• **Extract**:
A combination plate of post-Bin Laden analysis
I’m very late posting today, and with little original content, but I hope you find some of the following articles interesting.
There has been an understandable deluge of analysis pouring out of every corner following Osama Bin Laden’s death. Here is a sample of a few of the more interesting ones:
James Fallows, writing for The Atlantic, analyzes the announcement of the event and speculates on the significance:
To his further shrewdness and credit, he invoked his predecessor by name when mentioning one of George W. Bush’s bravest and most important statements: “As we do, we must also reaffirm that the United States is not — and never will be — at war with Islam. I’ve made clear, just as President Bush did shortly after 9/11, that our war is not against Islam.”
Further Bush/Obama resonance: In the best speech of his presidency, his address to the Joint Session of Congress nine days after the 9/11 attacks, George W. Bush used this most memorable line: “Whether we bring our enemies to justice, or bring justice to our enemies, justice will be done.” Both Bush and Obama echoed that line tonight. Bush, in his statement: “the fight against terror goes on, but tonight America has sent an unmistakable message: No matter how long it takes, justice will be done.” Obama, in his speech: “On nights like this one, we can say to those families who have lost loved ones to al Qaeda’s terror: Justice has been done.
Echoing Chris’ earlier comments:
For years anti-terrorism experts have stressed the decentralized, self-sustaining nature of al Qaeda and related terrorist organizations around the world. The elimination of the celebrated symbol and inspiration of the movement will certainly not mean the end of terrorist threats, and in the short run could trigger revenge attacks.
But here is potentially the greatest significance of this news, apart from the “bringing justice to our enemies” satisfaction: it holds the potential of marking an end to the otherwise un-endable “Global War or Terror.”

• **Provided records**:
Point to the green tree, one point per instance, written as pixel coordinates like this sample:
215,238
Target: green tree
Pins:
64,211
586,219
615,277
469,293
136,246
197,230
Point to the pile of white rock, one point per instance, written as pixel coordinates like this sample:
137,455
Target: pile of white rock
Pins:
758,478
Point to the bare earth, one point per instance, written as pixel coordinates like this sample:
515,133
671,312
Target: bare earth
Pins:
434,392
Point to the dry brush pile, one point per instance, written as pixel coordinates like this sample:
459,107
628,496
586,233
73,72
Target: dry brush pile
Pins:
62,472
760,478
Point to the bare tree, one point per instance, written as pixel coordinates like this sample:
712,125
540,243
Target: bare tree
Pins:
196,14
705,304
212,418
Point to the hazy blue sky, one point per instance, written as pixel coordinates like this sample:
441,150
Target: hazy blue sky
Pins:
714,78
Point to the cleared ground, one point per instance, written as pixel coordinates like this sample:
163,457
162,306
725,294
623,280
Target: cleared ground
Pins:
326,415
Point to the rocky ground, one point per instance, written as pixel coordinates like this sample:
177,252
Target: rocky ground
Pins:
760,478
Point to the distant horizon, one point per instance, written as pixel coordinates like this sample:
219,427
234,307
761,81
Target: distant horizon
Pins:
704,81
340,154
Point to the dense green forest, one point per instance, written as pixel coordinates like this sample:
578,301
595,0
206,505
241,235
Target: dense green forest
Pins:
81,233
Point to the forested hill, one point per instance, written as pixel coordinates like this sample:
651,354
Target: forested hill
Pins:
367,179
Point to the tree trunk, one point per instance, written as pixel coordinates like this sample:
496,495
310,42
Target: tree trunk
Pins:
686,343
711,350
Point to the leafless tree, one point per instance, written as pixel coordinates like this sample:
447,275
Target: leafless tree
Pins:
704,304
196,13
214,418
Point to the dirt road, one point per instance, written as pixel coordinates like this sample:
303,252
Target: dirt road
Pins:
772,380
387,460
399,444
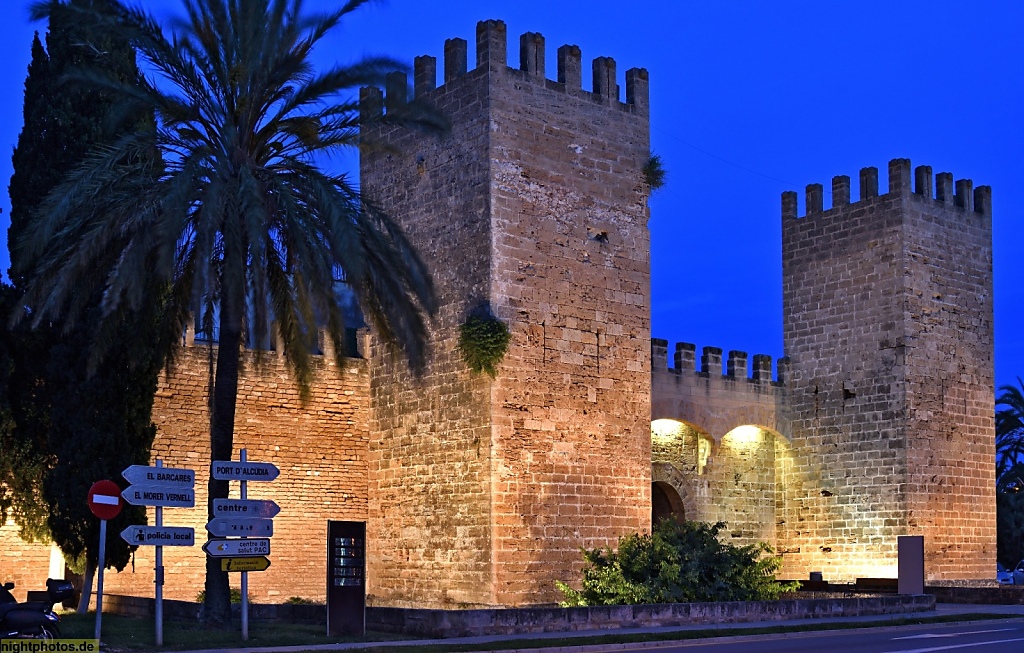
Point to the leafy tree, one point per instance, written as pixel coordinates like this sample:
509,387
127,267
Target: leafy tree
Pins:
74,423
1009,432
237,216
679,562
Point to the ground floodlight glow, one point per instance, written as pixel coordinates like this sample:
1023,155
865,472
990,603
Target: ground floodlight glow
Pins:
743,436
666,429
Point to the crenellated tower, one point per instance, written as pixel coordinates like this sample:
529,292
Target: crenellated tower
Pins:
888,325
534,208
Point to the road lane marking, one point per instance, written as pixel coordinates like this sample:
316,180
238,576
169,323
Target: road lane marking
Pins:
934,636
957,646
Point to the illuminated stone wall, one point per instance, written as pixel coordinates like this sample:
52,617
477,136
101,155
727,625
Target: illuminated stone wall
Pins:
736,417
483,490
888,325
320,447
24,564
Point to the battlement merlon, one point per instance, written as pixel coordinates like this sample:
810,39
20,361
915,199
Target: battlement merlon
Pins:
712,363
962,193
492,55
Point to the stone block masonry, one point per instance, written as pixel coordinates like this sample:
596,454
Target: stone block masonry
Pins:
321,448
482,490
888,324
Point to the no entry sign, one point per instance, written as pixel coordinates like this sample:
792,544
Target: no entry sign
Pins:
104,499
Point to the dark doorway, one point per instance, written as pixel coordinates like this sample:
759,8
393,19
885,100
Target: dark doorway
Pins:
665,503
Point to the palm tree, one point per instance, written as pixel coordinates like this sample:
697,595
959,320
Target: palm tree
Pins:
236,214
1010,434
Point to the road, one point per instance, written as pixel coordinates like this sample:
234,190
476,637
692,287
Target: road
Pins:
987,637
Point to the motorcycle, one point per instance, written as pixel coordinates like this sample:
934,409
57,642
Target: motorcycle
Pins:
33,618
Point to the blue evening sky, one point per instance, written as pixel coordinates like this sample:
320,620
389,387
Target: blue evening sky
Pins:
749,98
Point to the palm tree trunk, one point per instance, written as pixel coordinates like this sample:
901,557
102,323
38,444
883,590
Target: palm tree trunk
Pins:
217,605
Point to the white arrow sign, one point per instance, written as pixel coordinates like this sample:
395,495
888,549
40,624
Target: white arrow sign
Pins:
166,476
241,527
245,508
160,495
238,548
159,535
231,471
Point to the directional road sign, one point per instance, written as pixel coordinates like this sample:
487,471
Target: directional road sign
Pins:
104,499
231,471
245,508
165,476
238,548
159,494
240,526
259,563
159,535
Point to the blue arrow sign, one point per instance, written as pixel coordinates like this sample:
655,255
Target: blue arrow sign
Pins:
159,535
160,495
245,508
240,527
232,471
166,476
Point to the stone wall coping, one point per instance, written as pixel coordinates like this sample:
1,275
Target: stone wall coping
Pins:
450,623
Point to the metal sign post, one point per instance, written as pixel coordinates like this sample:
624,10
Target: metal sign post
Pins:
242,518
160,487
159,575
104,502
245,574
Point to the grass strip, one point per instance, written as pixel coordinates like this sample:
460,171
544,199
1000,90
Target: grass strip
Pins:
672,636
124,635
138,634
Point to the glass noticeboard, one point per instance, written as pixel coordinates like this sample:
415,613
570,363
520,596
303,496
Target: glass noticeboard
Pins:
346,572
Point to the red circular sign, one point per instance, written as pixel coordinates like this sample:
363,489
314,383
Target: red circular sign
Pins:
104,499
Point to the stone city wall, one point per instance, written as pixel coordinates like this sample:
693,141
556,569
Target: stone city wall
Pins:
534,207
320,447
887,319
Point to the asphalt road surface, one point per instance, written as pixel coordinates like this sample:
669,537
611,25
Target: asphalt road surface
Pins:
976,637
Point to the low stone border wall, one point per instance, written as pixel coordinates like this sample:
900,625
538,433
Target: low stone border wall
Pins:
991,595
444,623
186,610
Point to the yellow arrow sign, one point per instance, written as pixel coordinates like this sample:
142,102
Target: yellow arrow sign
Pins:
260,563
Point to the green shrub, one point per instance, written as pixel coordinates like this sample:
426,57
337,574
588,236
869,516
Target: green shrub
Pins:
680,562
653,172
1010,527
482,341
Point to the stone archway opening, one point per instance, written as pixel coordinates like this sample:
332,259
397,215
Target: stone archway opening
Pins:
665,503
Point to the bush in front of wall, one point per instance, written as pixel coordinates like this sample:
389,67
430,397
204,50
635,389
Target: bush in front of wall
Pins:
483,340
679,562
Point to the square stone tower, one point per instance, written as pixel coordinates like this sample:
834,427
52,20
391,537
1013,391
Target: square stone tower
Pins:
535,208
888,324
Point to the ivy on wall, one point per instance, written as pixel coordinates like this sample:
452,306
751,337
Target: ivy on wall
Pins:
482,341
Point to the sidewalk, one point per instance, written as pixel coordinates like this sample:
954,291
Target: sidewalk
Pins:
941,609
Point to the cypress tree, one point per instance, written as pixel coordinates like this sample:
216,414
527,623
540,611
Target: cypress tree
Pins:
74,422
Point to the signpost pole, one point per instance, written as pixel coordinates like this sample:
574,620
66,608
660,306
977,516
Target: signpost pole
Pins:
159,576
99,575
245,574
104,503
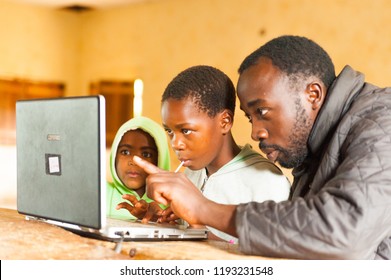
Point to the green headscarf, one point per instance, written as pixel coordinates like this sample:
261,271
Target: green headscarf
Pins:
116,189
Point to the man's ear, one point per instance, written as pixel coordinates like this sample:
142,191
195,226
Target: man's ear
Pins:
226,120
316,94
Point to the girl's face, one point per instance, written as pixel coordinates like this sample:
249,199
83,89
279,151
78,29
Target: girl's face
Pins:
195,137
139,143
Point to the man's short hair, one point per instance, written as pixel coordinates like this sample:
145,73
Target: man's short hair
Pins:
297,57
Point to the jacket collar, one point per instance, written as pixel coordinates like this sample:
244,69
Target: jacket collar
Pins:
338,100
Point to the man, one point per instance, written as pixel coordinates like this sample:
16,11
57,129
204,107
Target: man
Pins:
336,134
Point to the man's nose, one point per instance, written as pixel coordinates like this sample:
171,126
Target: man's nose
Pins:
258,133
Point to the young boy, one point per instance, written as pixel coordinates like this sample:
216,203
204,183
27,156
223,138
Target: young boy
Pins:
198,112
145,138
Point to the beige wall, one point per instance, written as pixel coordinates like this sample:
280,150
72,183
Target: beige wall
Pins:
155,40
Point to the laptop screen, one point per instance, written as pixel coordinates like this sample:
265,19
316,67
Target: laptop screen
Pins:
61,159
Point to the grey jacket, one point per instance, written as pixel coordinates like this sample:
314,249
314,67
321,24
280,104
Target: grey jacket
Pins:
340,204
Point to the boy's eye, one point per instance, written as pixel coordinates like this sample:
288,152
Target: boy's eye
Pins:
125,152
186,131
249,118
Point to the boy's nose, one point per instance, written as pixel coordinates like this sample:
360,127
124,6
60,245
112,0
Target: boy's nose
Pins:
177,143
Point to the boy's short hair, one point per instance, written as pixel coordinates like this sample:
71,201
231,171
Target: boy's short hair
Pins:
210,89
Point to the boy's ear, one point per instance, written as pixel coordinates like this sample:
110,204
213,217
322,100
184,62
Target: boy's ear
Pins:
226,120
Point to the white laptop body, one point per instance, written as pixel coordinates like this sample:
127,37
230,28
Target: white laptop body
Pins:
61,171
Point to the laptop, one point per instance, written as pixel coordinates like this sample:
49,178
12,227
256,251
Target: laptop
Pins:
61,171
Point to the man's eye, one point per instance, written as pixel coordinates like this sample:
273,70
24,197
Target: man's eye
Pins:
186,131
125,152
262,112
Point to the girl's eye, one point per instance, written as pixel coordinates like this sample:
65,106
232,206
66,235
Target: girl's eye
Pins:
250,120
146,154
186,131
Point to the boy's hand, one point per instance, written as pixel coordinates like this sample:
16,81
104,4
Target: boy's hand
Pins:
168,216
174,189
141,209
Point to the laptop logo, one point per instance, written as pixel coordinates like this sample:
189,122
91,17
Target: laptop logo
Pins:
53,164
53,137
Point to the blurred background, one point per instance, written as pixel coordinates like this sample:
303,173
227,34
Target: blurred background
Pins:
52,48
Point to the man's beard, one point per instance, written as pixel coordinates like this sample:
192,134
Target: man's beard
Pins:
297,150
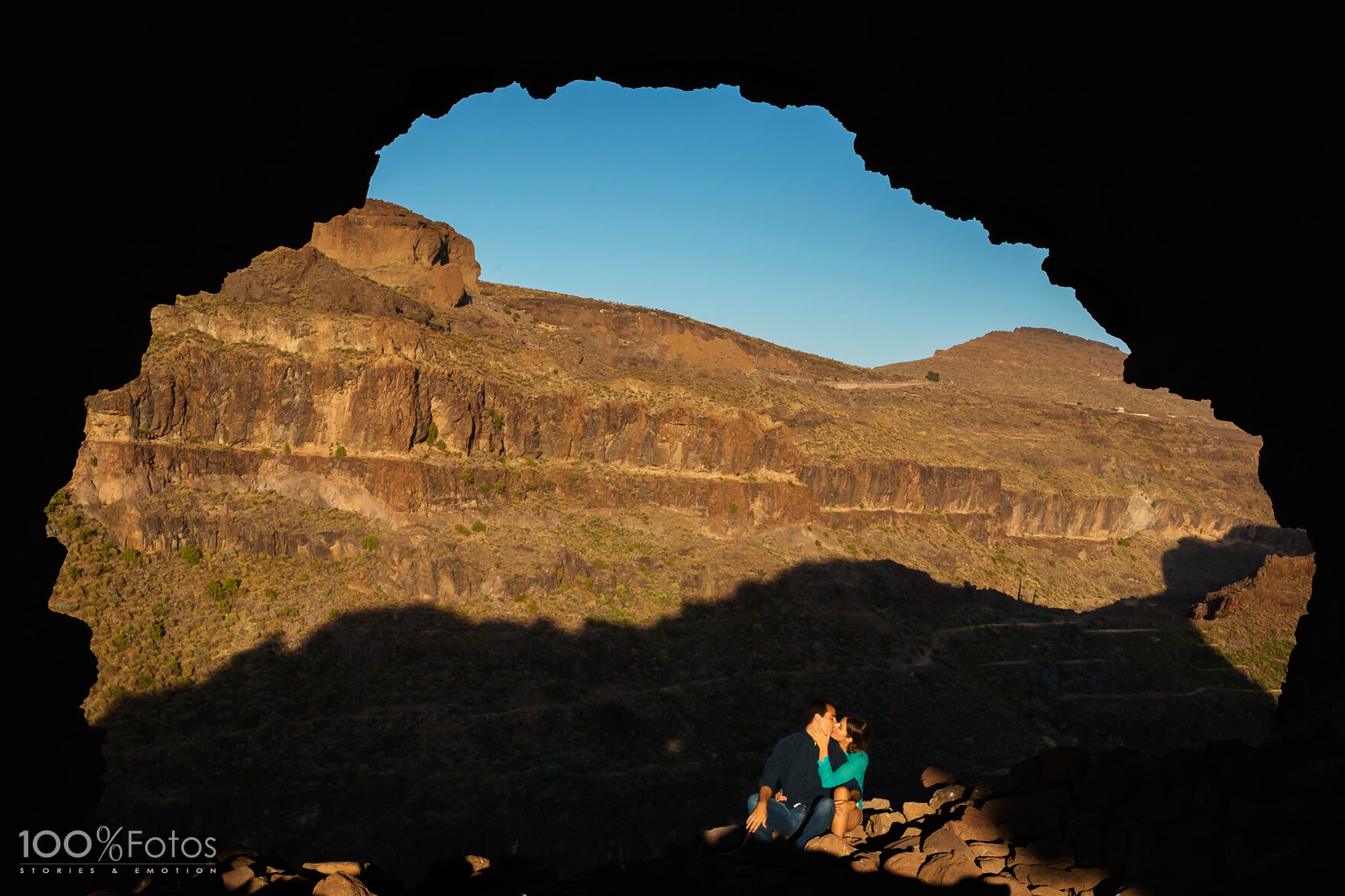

• **What is asked**:
1 > Reproduce the passage from the post-Bin Laden analysis post, starting at the words "Further Bush/Obama resonance: In" and ending after "has been done.".
2 > According to the post-Bin Laden analysis post, how many days after the 9/11 attacks did George W. Bush address the Joint Session of Congress?

• **Task solutions**:
1 >
Further Bush/Obama resonance: In the best speech of his presidency, his address to the Joint Session of Congress nine days after the 9/11 attacks, George W. Bush used this most memorable line: “Whether we bring our enemies to justice, or bring justice to our enemies, justice will be done.” Both Bush and Obama echoed that line tonight. Bush, in his statement: “the fight against terror goes on, but tonight America has sent an unmistakable message: No matter how long it takes, justice will be done.” Obama, in his speech: “On nights like this one, we can say to those families who have lost loved ones to al Qaeda’s terror: Justice has been done.

2 > Nine days.